* SOURCE PASSAGE

━━━━

# My Final Posting



## ukjohn (Feb 2, 2011)

To the many friends on here that I have made over the past 2 years and 3 months, I would like to say thank you for all your help, kind words and friendship. I shall carry on reading threads to follow your progress, but will not be making any replies. anyone wishing to keep in touch by PMs I will be more than happy to respond.
My reason for this is that I an not happy with petty actions taken by a moderator by deleting a sentence from one of my recent postings for what in his words "He felt it could be contstrued as a bit personal" This message had been on the board for 3 hours before he made that decission, and to the best of my knowledge, no complaint made.But to add insult to injury, I asked him why he had not deleted the other persons comment that I had responded to, which I found insulting, his answer to that was "I didn't even notice that"
So much for moderating. I have managed and moderated many chatrooms and MSN sites over the past 15 years, the idea is to be impartial and not to create a problem where there is'nt one.

Take care everyone, I wish you all good health and every success in the battle with your diabetes.

John.


----------



## bev (Feb 2, 2011)

ukjohn said:


> To the many friends on here that I have made over the past 2 years and 3 months, I would like to say thank you for all your help, kind words and friendship. I shall carry on reading threads to follow your progress, but will not be making any replies. anyone wishing to keep in touch by PMs I will be more than happy to respond.
> My reason for this is that I an not happy with petty actions taken by a moderator by deleting a sentence from one of my recent postings for what in his words "He felt it could be contstrued as a bit personal" This message had been on the board for 3 hours before he made that decission, and to the best of my knowledge, no complaint made.But to add insult to injury, I asked him why he had not deleted the other persons comment that I had responded to, which I found insulting, his answer to that was "I didn't even notice that"
> So much for moderating. I have managed and moderated many chatrooms and MSN sites over the past 15 years, the idea is to be impartial and not to create a problem where there is'nt one.
> 
> ...



Hi John,
Please do reconsider, the forum will be a less happy place without you here. I didnt see what thread you are referring to - but it doesnt sound a fair way to deal with things does it. I have also had an issue myself and do feel that there are some differences in the way people moderate. I wouldnt like the job myself as it must be hard to get the balance right, but sometimes people can only see things in black or white and forget there may be something inbetween. 

I would be happy to stay in touch with you as I think you are a lovely kind-hearted person with exactly the right nature for a forum like this. But do reconsider this decision as there have been quite a few members who have left of late and this place is worse for their absence.Bev


----------



## bev (Feb 2, 2011)

Hi John,
Ha ha - it seems that we are in the same boat - one rule for one and all that. It seems that loyalty to this forum doesnt count for much and following rules doesnt either - the idea that a mere 'member' should have an opinion clearly isnt acceptable and only a Moderators view is accepted.

━━━━

* Items from a data source
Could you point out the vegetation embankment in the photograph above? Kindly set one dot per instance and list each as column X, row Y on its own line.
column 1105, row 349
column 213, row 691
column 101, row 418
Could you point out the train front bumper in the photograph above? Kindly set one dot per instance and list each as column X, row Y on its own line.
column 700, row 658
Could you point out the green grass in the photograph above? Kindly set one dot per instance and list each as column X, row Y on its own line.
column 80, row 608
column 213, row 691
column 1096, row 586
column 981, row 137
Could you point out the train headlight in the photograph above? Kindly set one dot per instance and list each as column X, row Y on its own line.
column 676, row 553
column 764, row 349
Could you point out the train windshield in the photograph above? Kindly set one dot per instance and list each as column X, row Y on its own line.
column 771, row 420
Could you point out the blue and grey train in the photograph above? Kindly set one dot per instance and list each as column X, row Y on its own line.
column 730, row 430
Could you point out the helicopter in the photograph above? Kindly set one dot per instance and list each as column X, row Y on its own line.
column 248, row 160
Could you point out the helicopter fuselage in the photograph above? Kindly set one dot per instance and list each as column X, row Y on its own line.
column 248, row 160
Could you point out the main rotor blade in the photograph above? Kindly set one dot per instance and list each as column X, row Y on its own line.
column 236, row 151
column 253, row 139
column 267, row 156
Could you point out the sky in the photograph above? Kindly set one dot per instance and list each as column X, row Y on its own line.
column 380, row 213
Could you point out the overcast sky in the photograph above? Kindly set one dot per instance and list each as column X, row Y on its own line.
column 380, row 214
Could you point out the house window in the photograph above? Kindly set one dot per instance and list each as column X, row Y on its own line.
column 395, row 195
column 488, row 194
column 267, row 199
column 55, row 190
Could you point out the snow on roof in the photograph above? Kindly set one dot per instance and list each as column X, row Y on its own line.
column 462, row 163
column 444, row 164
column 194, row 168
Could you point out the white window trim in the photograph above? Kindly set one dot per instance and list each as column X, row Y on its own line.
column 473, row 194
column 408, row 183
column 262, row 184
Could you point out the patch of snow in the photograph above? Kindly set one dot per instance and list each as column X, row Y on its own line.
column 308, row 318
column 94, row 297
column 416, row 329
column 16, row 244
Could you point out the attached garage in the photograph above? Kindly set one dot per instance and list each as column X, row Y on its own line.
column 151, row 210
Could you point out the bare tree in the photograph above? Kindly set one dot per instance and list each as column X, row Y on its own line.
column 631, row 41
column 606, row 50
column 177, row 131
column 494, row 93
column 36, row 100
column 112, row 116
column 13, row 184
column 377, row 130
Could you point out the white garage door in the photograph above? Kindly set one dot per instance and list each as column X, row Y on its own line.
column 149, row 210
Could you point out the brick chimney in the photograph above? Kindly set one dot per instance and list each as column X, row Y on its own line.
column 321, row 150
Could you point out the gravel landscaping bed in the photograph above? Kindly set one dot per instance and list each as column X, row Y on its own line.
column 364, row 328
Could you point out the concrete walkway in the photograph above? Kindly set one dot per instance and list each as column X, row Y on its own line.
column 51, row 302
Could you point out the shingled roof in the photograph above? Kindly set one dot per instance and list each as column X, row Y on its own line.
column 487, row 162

━━━━

* WRITTEN TASKS
[a] Please write out the entries again, starting at the line that has "Could you point out the overcast" and stopping after the line that has "column 16, row 244", with "snow" changed to "ice" and nothing else altered.
[b] Continue the forum thread about John's final posting from the point where it stops.
The forum thread and the entries have nothing to do with each other.

* ANSWERS IN ORDER
[a]
Could you point out the overcast sky in the photograph above? Kindly set one dot per instance and list each as column X, row Y on its own line.
column 380, row 214
Could you point out the house window in the photograph above? Kindly set one dot per instance and list each as column X, row Y on its own line.
column 395, row 195
column 488, row 194
column 267, row 199
column 55, row 190
Could you point out the ice on roof in the photograph above? Kindly set one dot per instance and list each as column X, row Y on its own line.
column 462, row 163
column 444, row 164
column 194, row 168
Could you point out the white window trim in the photograph above? Kindly set one dot per instance and list each as column X, row Y on its own line.
column 473, row 194
column 408, row 183
column 262, row 184
Could you point out the patch of ice in the photograph above? Kindly set one dot per instance and list each as column X, row Y on its own line.
column 308, row 318
column 94, row 297
column 416, row 329
column 16, row 244

[b]
John, I think we need to remember that we are not important, and others, who do break the rules seem to be encouraged. The fact that we have both been members for a long long time is not appreciated - even though we have both helped and advised many people.

Perhaps we should climb back into a hole and keep our mouths shut - clearly having an opinion on here isnt allowed.

It is little wonder that people are leaving this forum - there have been lots lately - perhaps it isnt what it used to be on here.


----------



## macast (Feb 2, 2011)

John please don't go.  sometimes moderators get it wrong.... they are only human.  I, too, have been a moderator on several forums and it is a difficult job.  don't let one incident deprive you (and us) of a great relationship on this forum.  I would be very sad to see you go


----------



## Hazel (Feb 2, 2011)

Ah John, whilst I respect your decision - I agree with Bev and I hope you do reconsider.

I hope to see you on the Forum in the Future.

Take care


----------



## AlisonM (Feb 2, 2011)

Moderating a forum is always a tricky business and sometimes we miss things. We're only human after all and can only do our best. In general we only step in when we feel things may be getting too heated and we need to retore the peace, we would rather not have to act at all, but let's face it that's not going to be possible is it? 

As for the comment about lots of people leaving, there has been only one in the past few months and she's back with us again.

John, if you if leave, you will be much missed. I really hope you'll reconsider.


----------



## bev (Feb 2, 2011)

AlisonM said:


> Moderating a forum is always a tricky business and sometimes we miss things. We're only human after all and can only do our best. In general we only step in when we feel things may be getting too heated and we need to retore the peace, we would rather not have to act at all, but let's face it that's not going to be possible is it?
> 
> As for the comment about lots of people leaving, there has been only one in the past few months and she's back with us again.
> 
> John, if you if leave, you will be much missed. I really hope you'll reconsider.



Hi Alison,
Some people leave the forum without fuss - they just stop posting - and I know that there are a lot of my old friends on here who have 'left' because of the way some things have been handled - I know this because they keep in touch with me.


----------



## Dizzydi (Feb 2, 2011)

Hi John,
Sorry to see you stepping back, you will be missed. Please keep in touch.
Di x


----------



## Flutterby (Feb 2, 2011)

I just find this whole thing really distressing, people falling out and leaving and one thing and another.  I feel safe on this site although I haven't posted much lately as I'm having a rough time with depression and anxiety.  I have always found John's posts helpful, in fact there has only been one occasion when I've found any post on here to be "out of order" and that was (in reply to my statin thread) from someone who hardly ever posts, some months ago, and so I just ignored them!  Life is too short and too hard for any more upset.  Sorry to see you go John, wish you wouldn't.  It's a shame, it really is.xx


----------



## margie (Feb 2, 2011)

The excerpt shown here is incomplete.